Problem to work on: Repeat every record below exactly, leaving out the pictures.

(Saved data entries)

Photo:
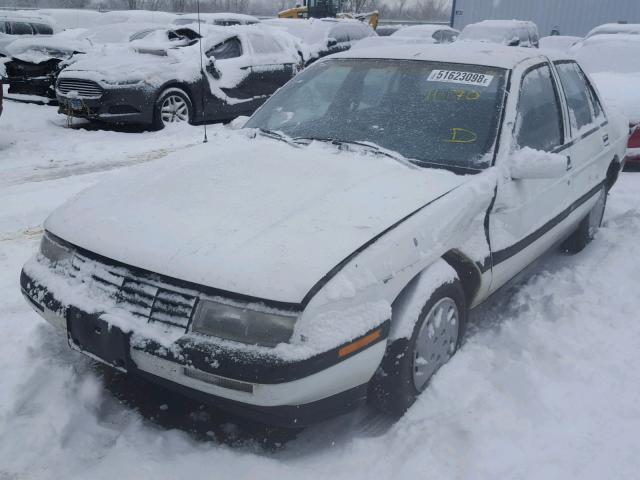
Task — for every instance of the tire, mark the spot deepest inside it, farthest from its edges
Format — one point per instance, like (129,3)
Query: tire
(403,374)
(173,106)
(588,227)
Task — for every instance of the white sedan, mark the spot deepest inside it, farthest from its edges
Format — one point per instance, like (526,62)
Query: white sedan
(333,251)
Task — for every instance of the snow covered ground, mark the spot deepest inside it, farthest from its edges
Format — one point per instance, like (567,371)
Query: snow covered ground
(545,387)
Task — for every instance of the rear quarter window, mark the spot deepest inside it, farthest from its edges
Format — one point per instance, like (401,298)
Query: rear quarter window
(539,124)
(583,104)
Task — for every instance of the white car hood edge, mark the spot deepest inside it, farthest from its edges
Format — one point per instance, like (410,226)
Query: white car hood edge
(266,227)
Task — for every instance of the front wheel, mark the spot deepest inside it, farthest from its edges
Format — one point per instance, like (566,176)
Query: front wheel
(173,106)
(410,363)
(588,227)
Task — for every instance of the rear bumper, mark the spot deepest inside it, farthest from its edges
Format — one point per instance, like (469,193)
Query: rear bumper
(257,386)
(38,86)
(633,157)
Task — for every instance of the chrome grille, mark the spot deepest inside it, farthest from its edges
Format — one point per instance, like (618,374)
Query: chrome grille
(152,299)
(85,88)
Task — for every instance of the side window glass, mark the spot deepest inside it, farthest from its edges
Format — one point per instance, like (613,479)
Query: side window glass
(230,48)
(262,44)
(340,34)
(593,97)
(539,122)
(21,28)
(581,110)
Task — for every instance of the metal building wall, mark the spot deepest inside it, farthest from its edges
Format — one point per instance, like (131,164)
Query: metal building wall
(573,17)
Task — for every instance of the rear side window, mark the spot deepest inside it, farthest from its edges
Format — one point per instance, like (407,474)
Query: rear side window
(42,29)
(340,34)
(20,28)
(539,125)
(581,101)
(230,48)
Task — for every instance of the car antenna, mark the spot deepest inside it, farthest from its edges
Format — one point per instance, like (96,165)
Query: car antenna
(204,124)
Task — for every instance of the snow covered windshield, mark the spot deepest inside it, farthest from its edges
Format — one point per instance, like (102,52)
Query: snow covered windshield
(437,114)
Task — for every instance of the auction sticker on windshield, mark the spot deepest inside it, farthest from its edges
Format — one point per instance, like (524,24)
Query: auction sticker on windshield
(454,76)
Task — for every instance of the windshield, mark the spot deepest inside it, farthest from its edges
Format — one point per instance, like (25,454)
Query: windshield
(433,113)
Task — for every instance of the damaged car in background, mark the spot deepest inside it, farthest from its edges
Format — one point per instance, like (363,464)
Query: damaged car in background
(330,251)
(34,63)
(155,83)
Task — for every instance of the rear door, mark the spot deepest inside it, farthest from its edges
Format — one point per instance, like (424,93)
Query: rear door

Result:
Photo:
Task — for every instance of the tire, mark the spot deepest inside it, farthest from its edges
Format — one point per instance, like (129,3)
Query: tire
(403,374)
(173,106)
(588,227)
Task — for every instance of the white sedan, mark the spot deepest inside it, farthest from its edges
Format — one point per instance, like (526,62)
Query: white sedan
(333,251)
Task — for every instance of the snow covered ground, mark the spot deepest inside it, farthest from its edges
Format — one point per instance, like (567,371)
Query: snow covered ground
(545,387)
Task — for every instance of the rear quarter window, mark the spot deepest inside it, farthest from its edges
Format — one point per instance, like (401,298)
Query: rear quarter window
(539,124)
(583,104)
Task — for every instance of the white car hood edge, mark the spot deepest inside it, farthest from its edges
Format — one point per instance, like (410,226)
Query: white car hood edge
(266,227)
Task — for every instance of the front wheel, mark the spot deepest inside it, farthest from its edges
Format — one point per instance, like (566,176)
Query: front wheel
(173,106)
(410,363)
(588,227)
Task — for every instance of the rear bumper, mark the spot deepest inside it, farthest from its edges
Format — one point per instance, like (469,193)
Query: rear bumper
(257,386)
(38,86)
(633,157)
Task — for every instance of the chrome grille, mark the spot deepest inside it, farthest from its edges
Format — one point per instance, like (618,374)
Query: chrome grille
(152,299)
(85,88)
Task — for every instance of the side window glass, mark the spot deepest inside it, farthest from its edges
Format — one point per instance, like (613,479)
Query: side window glass
(230,48)
(262,44)
(340,34)
(593,97)
(539,122)
(21,28)
(581,110)
Task — for every instance of the metal building wall, mark the spot deepest inside it, farthest from its edges
Format — one point per instance, like (131,164)
Query: metal building wall
(573,17)
Task — for every instance of the rear side window, mark the spot deepest inside it, farthest from its edges
Format — one point per instance, like (407,474)
Query: rear side window
(42,29)
(340,34)
(20,28)
(539,125)
(581,101)
(230,48)
Task — for every instance of the car antenna, mark the spot deepest inside it, farthest from its edges
Format — one point per instance, like (96,165)
Query: car antenna
(204,124)
Task — for every instance of the snow covered windshield, mark the spot deepest inside it, farthest from its edges
Format — one point per instance, like (102,52)
Query: snow covered windshield
(437,114)
Task — for every instance of the auction sticker on windshield, mark the spot deepest inside it, farthest from its edges
Format — one point per instance, like (524,24)
Query: auction sticker on windshield
(454,76)
Task — for every instance of the windshield, mark the spot deepest inside it, farthest from its edges
Format — one point per instance, like (25,454)
Query: windshield
(433,113)
Task — for every instance of the damaged car in background, mark the spot deepest inside it, farthest from its edges
Format — one point per instance, like (363,464)
Query: damaged car in background
(330,251)
(34,63)
(155,83)
Task — for every instance of the rear door, mark the spot deepest inside it, farthest from its edges
Format — one point per instance, like (424,93)
Query: rear door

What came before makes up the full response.